**WORK TO BE COMPLETED**
Give the data again, word for word.

**DATASET RECORDS**
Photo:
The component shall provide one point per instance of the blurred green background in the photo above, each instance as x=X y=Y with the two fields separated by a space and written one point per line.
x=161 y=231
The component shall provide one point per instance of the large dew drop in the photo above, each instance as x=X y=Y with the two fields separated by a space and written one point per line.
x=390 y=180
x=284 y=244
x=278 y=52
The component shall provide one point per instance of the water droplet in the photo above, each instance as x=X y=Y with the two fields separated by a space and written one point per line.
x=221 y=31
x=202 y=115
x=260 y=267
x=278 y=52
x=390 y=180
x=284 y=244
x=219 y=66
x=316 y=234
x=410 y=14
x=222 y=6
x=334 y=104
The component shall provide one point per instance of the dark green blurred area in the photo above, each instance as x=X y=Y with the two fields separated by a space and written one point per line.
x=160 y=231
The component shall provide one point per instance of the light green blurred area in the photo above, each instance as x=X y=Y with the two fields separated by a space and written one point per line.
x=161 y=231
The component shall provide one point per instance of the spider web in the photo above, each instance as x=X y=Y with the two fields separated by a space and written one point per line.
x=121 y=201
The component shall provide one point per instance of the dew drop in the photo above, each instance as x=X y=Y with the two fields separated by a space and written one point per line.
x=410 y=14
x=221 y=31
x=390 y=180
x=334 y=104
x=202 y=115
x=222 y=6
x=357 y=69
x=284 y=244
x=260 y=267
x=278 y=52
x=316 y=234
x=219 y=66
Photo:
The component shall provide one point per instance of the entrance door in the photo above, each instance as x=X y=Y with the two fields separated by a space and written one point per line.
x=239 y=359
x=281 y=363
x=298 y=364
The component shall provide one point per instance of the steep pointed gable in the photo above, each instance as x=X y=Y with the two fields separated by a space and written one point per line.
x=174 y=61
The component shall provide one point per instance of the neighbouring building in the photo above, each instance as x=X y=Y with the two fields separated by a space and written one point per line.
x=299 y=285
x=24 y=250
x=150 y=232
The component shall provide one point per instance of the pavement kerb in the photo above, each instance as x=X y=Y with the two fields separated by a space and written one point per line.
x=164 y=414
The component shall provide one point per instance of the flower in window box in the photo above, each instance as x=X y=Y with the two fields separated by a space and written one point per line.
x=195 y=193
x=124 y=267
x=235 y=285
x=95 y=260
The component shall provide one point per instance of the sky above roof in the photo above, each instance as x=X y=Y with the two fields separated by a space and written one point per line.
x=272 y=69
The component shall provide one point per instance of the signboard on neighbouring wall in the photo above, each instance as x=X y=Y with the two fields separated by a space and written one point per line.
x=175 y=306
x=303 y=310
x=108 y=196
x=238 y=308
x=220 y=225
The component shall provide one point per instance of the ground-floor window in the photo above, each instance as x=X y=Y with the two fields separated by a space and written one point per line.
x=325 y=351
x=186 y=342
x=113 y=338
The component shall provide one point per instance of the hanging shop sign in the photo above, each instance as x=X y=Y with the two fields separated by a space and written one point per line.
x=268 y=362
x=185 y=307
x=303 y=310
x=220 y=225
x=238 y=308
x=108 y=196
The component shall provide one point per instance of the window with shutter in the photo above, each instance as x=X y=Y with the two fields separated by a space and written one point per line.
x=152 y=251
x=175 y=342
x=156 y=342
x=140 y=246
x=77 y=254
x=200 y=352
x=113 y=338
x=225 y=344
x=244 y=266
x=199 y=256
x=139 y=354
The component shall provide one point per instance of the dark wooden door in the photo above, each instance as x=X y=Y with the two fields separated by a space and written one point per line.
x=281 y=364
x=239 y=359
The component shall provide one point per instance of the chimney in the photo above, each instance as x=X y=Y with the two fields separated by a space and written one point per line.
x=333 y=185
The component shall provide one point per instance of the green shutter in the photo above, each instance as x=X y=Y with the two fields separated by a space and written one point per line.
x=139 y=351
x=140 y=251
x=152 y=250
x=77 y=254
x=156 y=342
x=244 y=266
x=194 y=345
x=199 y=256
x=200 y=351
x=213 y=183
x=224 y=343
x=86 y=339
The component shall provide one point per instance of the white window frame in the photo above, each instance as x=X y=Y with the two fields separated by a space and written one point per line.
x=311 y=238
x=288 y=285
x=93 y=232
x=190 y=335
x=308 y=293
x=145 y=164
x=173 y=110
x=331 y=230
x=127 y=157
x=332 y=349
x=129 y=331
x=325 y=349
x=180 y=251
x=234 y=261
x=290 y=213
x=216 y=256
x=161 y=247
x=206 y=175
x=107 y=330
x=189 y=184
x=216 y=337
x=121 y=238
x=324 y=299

**ANSWER TO THE EXERCISE**
Photo:
The component shall provide one point per instance of the blurred green background in the photo above, each instance as x=X y=Y with the two fields separated by a space and written one point per line.
x=161 y=231
The component shall provide one point per instance of the large dew drop in the photo above, each instance as x=X y=Y with the two fields separated by a space and written one point per line.
x=390 y=180
x=284 y=244
x=278 y=52
The component shall provide one point per instance of the water droplet in the photo above, each instance as x=X y=Y with the two fields separated by a space and written one point per line.
x=221 y=31
x=202 y=115
x=260 y=267
x=278 y=52
x=390 y=180
x=284 y=244
x=219 y=66
x=316 y=234
x=410 y=14
x=222 y=6
x=334 y=104
The component shall provide one point per instance of the dark green blurred area in the photo above, each instance as x=X y=Y with the two fields separated by a space and written one point per line.
x=160 y=231
The component shall provide one point per instance of the light green blurred area in the photo above, each instance as x=X y=Y with the two fields separated by a space and written one point per line.
x=161 y=231
The component shall provide one point per instance of the spider web in the photo above, each instance as x=X y=Y with the two fields separated by a space and written one point per line.
x=121 y=201
The component shall provide one point per instance of the dew drop in the photo above, each instance as x=X y=Y with the two fields separated by a space and written one point per line.
x=410 y=14
x=221 y=31
x=390 y=180
x=334 y=104
x=202 y=115
x=222 y=6
x=357 y=69
x=284 y=244
x=260 y=267
x=278 y=52
x=316 y=234
x=219 y=66
Photo:
The component shall provide one point per instance of the entrance door in the photo above, each instance as x=X y=Y with the two fields separated by a space and written one point per line.
x=239 y=359
x=281 y=363
x=298 y=364
The component shall provide one point per instance of the steep pointed gable in the photo above, each instance as x=X y=Y with the two fields separated by a space and written one point per line.
x=174 y=61
The component shall provide one point per instance of the neighbouring building in the photo above, each instance as x=X y=Y with the two fields separated by a space and written one point per line.
x=299 y=285
x=24 y=250
x=150 y=232
The component shall provide one point per instance of the pavement kerb in the photo above, each instance as x=X y=Y with the two fields separated by a space and written one point per line.
x=164 y=414
The component shall provide one point per instance of the flower in window box in the photo above, each instance as x=X y=Y with the two fields separated by a space and written one point per line.
x=195 y=193
x=124 y=267
x=235 y=285
x=95 y=260
The component shall provide one point per instance of the sky above roof in the photo above, each instance as x=X y=Y with the two fields separated by a space and written one point per line.
x=272 y=69
The component shall provide one point per instance of the signboard on neighbouring wall in the photo above, each instance as x=X y=Y with the two fields separated by a space and written one point per line.
x=175 y=306
x=303 y=310
x=108 y=196
x=238 y=308
x=220 y=225
The component shall provide one point per instance of the ground-floor window in the photo above, each instance as x=X y=Y with the two fields separated by a space and written one point per line.
x=325 y=351
x=186 y=342
x=113 y=338
The component shall provide one point per instance of the hanging shop sign in the photo above, each instance as x=X y=Y with the two fields separated by a space and written one point per line.
x=268 y=362
x=185 y=307
x=303 y=310
x=220 y=225
x=238 y=308
x=108 y=196
The component shall provide one point per instance of the window with shutter in the photo above, each instance as x=X y=Y with the two fields separated by a space and written one point per line.
x=152 y=251
x=175 y=342
x=156 y=342
x=140 y=246
x=77 y=254
x=200 y=352
x=113 y=338
x=225 y=344
x=244 y=266
x=199 y=256
x=139 y=354
The component shall provide one point per instance of the dark wooden door in the photo above, each instance as x=X y=Y with the two fields separated by a space and written one point per line.
x=281 y=364
x=239 y=359
The component shall provide one point per instance of the chimney in the photo above, each instance as x=X y=Y with the two fields separated by a space and written one point per line.
x=333 y=185
The component shall provide one point per instance of the green shutter in the photo above, each instance as x=X y=Y with the two fields separated by a space and written one point per line.
x=139 y=351
x=140 y=251
x=152 y=250
x=77 y=254
x=156 y=342
x=244 y=266
x=194 y=345
x=199 y=256
x=200 y=351
x=213 y=183
x=224 y=343
x=86 y=339
The component shall provide one point per instance of the white window frame in the photo above, each instance as x=X y=Y with the two fields separated by a space and written one point per line.
x=311 y=238
x=288 y=285
x=93 y=232
x=190 y=335
x=308 y=293
x=145 y=164
x=173 y=110
x=331 y=230
x=127 y=157
x=332 y=349
x=129 y=331
x=325 y=349
x=180 y=251
x=234 y=261
x=290 y=213
x=216 y=256
x=161 y=247
x=206 y=175
x=107 y=330
x=189 y=184
x=216 y=337
x=121 y=238
x=324 y=299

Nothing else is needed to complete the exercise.